What the task asks = Please state how many lines in the entries below contain the string "white", with case counting, and reply with only that number.

Supplied entries =
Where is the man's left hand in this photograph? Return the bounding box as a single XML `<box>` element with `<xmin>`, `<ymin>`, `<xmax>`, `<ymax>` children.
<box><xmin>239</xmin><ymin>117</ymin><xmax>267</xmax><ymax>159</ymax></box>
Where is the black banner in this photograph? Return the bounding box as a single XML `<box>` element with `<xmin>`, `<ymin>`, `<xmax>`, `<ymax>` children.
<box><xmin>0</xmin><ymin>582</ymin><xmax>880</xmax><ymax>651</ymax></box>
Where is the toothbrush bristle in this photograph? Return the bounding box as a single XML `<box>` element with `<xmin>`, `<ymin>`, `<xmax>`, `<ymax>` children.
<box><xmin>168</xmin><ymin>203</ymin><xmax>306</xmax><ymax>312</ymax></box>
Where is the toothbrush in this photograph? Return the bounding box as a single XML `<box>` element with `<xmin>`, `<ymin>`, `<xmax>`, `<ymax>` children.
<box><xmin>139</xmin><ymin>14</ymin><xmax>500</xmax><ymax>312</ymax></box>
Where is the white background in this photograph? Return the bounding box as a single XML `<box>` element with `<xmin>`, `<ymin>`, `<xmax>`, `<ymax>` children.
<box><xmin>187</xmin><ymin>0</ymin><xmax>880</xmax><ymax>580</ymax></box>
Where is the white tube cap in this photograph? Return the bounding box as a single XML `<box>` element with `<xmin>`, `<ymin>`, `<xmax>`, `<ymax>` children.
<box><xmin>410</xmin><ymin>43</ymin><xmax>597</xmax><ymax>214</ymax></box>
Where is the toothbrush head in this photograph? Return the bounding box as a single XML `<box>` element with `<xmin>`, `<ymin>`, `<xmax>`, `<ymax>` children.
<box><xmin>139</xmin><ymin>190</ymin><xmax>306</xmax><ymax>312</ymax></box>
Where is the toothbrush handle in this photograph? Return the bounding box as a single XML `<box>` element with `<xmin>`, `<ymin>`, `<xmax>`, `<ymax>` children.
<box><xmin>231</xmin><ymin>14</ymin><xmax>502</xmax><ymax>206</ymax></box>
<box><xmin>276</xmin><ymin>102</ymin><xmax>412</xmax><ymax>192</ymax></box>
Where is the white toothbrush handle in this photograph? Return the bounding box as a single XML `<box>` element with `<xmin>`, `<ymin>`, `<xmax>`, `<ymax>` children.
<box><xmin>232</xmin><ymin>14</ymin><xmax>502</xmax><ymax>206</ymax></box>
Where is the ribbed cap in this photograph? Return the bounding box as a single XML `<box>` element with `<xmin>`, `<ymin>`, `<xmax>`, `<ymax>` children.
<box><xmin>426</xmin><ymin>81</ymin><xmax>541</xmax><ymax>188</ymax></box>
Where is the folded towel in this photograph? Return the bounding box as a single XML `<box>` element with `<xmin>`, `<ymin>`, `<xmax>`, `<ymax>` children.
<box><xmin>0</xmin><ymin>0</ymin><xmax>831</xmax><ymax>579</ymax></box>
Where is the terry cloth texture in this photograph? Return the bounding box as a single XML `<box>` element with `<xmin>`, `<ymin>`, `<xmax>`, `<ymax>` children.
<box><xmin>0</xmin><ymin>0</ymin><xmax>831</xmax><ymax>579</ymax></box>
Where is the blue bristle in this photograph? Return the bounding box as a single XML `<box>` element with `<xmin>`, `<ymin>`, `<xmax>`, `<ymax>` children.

Solution for this problem = 3